ASSIGNED TASK
Transcribe the data in full; each line must match exactly.

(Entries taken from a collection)
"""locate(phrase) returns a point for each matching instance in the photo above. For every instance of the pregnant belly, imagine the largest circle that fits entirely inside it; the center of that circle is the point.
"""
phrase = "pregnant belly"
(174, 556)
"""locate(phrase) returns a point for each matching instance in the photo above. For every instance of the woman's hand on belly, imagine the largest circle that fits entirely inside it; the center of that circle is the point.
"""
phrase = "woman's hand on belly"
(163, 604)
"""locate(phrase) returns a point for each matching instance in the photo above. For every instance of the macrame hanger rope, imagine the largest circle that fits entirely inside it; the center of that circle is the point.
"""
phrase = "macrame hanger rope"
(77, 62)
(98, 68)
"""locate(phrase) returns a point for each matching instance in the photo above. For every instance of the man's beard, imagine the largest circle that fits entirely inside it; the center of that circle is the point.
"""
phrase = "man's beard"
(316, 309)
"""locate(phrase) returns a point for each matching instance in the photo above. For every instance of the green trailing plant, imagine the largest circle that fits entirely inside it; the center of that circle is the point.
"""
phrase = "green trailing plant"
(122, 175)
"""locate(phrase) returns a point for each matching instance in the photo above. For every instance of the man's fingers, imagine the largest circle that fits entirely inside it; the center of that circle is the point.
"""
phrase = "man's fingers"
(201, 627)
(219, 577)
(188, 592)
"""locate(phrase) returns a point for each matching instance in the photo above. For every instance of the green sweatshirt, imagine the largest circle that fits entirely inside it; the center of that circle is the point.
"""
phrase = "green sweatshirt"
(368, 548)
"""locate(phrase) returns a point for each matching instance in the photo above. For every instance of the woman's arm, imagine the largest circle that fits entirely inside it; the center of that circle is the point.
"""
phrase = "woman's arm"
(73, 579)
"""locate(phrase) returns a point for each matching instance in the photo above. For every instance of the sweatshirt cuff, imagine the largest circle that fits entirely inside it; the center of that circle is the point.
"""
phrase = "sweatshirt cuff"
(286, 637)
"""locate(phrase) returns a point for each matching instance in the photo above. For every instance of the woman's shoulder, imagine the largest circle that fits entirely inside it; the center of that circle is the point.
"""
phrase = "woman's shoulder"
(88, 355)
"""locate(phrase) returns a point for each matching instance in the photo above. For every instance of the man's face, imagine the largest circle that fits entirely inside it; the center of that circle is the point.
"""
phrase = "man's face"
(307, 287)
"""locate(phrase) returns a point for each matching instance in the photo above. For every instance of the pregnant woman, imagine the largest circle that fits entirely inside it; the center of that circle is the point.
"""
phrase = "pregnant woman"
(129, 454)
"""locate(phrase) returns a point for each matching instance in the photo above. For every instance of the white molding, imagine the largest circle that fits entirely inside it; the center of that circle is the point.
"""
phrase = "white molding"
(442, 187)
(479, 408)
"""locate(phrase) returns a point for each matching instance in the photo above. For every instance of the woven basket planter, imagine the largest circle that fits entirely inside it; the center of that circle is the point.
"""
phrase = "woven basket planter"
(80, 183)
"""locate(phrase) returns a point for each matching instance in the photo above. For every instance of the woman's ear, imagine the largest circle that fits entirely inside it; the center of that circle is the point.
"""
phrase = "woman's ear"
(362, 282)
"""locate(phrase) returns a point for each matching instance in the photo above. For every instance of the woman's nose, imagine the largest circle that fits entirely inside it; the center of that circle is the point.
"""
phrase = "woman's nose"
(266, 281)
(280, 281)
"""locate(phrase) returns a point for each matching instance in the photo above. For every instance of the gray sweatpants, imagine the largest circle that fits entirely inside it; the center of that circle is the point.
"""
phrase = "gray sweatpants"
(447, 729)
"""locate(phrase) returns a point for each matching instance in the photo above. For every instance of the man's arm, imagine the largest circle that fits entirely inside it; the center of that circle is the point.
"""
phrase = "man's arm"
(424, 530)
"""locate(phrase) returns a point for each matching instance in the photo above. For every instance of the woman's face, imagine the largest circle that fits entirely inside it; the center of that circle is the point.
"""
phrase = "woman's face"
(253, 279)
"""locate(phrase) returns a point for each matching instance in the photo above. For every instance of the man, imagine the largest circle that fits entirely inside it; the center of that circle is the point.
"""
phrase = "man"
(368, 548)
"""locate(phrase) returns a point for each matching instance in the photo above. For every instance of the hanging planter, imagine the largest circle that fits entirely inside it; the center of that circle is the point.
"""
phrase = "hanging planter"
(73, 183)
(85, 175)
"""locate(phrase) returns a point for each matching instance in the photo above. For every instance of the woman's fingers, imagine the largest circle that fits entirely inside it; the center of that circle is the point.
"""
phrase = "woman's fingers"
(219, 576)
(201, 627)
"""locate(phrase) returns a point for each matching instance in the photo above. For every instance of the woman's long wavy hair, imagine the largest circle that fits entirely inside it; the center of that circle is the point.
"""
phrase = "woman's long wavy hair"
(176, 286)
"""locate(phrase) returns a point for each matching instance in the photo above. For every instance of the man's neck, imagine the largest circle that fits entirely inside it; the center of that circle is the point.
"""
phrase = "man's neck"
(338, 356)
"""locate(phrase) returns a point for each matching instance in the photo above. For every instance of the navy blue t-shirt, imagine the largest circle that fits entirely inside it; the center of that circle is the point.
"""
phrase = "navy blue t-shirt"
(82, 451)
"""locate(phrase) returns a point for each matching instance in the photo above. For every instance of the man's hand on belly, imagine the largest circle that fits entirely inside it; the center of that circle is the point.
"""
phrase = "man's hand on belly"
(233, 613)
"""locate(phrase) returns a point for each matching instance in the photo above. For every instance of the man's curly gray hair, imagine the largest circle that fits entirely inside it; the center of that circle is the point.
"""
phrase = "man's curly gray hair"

ANSWER FOR THIS EXERCISE
"""locate(phrase) returns a point for each matching instance in the photo above. For every instance of the pregnant belly, imagine the largest circle that fits entirely inside it; the center of that circle is the point.
"""
phrase = "pregnant belly"
(174, 556)
"""locate(phrase) returns a point for each matching instance in the photo above. For every instance of the woman's hand on belly, imagine the largest circle that fits entirely inside it; the center of that circle is the point.
"""
phrase = "woman's hand on belly"
(163, 604)
"""locate(phrase) returns a point for each matching instance in the photo above. For every instance of the macrame hanger rope, imagine the largest circle that fits entirely inside it; the center of that circle is the point.
"""
phrase = "macrame hanger rope"
(77, 62)
(98, 68)
"""locate(phrase) returns a point for each matching instance in the photo above. For every instance of the man's beard, imagine the largest circle that fits entirely inside it; the center of that circle is the point.
"""
phrase = "man's beard"
(316, 309)
"""locate(phrase) returns a point for each matching instance in the photo above. For every instance of the green trailing plant, imagine the largest circle that fits entirely inside it; the center of that circle is the point.
"""
phrase = "green trailing plant"
(122, 175)
"""locate(phrase) returns a point for each matching instance in the photo above. For every instance of the man's fingers, imagine the largest circle that fits entirely inside it; the center of that circle is the point.
"""
phrase = "man's fingers"
(201, 627)
(219, 577)
(188, 592)
"""locate(phrase) returns a point for each matching instance in the photo above. For every instance of the green sweatshirt, imagine the largest circle that fits entirely inside it; the center of that circle is the point.
"""
phrase = "green sweatshirt"
(368, 548)
"""locate(phrase) returns a point for each matching instance in the photo above. For every instance of the woman's arm, imagine the largest circle that fits entirely inside it; the center of that circle is the point.
"""
phrase = "woman's arm"
(73, 579)
"""locate(phrase) returns a point for each matching instance in the photo above. For every instance of the sweatshirt cuff, imagine the largest circle that fits entirely inside it; the center of that circle is the point.
"""
phrase = "sweatshirt cuff"
(286, 637)
"""locate(phrase) returns a point for each matching instance in the photo above. For every instance of the woman's shoulder, imagine the largest circle that fits entirely inside it; the center of that circle is the point.
"""
phrase = "woman's shoulder"
(88, 355)
"""locate(phrase) returns a point for each matching instance in the photo above. For every instance of the man's face, imagine the largest circle that fits entirely inside it; the center of that circle is the point.
"""
phrase = "man's face"
(307, 287)
"""locate(phrase) returns a point for each matching instance in the photo above. For every instance of the pregnant woman, imagine the largest circle that fits entirely inside it; the center of that circle is the point.
"""
phrase = "pregnant woman"
(129, 454)
"""locate(phrase) returns a point for each matching instance in the photo above. For every instance of the white molding, imagine the largest circle that fits entirely inside it; the center of that circle is the point.
"""
phrase = "white molding"
(442, 187)
(479, 408)
"""locate(phrase) returns a point for each matching instance in the photo above. For every instance of the woven basket planter, imagine the largest circle that fits entirely inside it; the center of that circle is the point.
"""
phrase = "woven basket planter"
(80, 183)
"""locate(phrase) returns a point for each matching instance in the photo above. For every instance of the woman's ear, imagine the largest circle that fits entirely inside it; the center of that circle is the point.
"""
phrase = "woman's ear"
(362, 282)
"""locate(phrase) returns a point for each matching instance in the photo above. For every instance of the woman's nose, imagine the largest circle that fits entirely inside it; the center of that circle is the point.
"""
phrase = "woman's nose"
(266, 281)
(280, 281)
"""locate(phrase) returns a point for each matching instance in the photo above. For every instance of the gray sweatpants, imagine the largest circle that fits entirely inside it; the center of that circle is the point.
"""
phrase = "gray sweatpants"
(447, 729)
"""locate(phrase) returns a point for each matching instance in the photo above. For every instance of the man's arm, imagine the largest circle that fits entirely inside it; the center of that circle is the point.
"""
phrase = "man's arm"
(424, 530)
"""locate(phrase) returns a point for each matching instance in the photo above. For every instance of the woman's face, imagine the largest circle that fits entirely inside it; the center of that circle is the point.
"""
phrase = "woman's face"
(253, 279)
"""locate(phrase) returns a point for each matching instance in the photo above. For every instance of the man, imagine the largest circle that fits entirely inside it; the center of that circle is the point.
"""
phrase = "man"
(368, 548)
"""locate(phrase) returns a point for each matching instance in the photo above. For every instance of the hanging planter, imagine the largest circle that fits entirely inside it; the center of that circle is the point.
"""
phrase = "hanging planter"
(73, 183)
(85, 175)
"""locate(phrase) returns a point for each matching instance in the photo above. For every instance of the woman's fingers, imagine the largest circle that fits entirely inside it; the center of that circle is the point.
"""
phrase = "woman's fingers"
(219, 576)
(201, 627)
"""locate(phrase) returns a point for each matching instance in the photo above. For every instance of the woman's long wavy hair, imagine the largest circle that fits entirely inside it; the center of that circle is the point.
"""
phrase = "woman's long wavy hair"
(176, 286)
"""locate(phrase) returns a point for each matching instance in the photo above. For every instance of the man's neck, imagine the largest circle that fits entirely inside it; the center of that circle is the point.
"""
phrase = "man's neck"
(338, 356)
"""locate(phrase) returns a point for each matching instance in the photo above. For every instance of the navy blue t-shirt, imagine the largest circle that fits entirely inside it; the center of that circle is the point.
"""
phrase = "navy blue t-shirt"
(82, 451)
"""locate(phrase) returns a point for each matching instance in the photo above. For every instance of the man's hand on belly, imagine the largest circle that fits entirely inside it; the center of that circle is the point.
"""
phrase = "man's hand on belly"
(233, 613)
"""locate(phrase) returns a point for each matching instance in the photo above. For every instance of the man's curly gray hair, imagine the largest circle that fits entirely inside it; the center of that circle is the point.
"""
phrase = "man's curly gray hair"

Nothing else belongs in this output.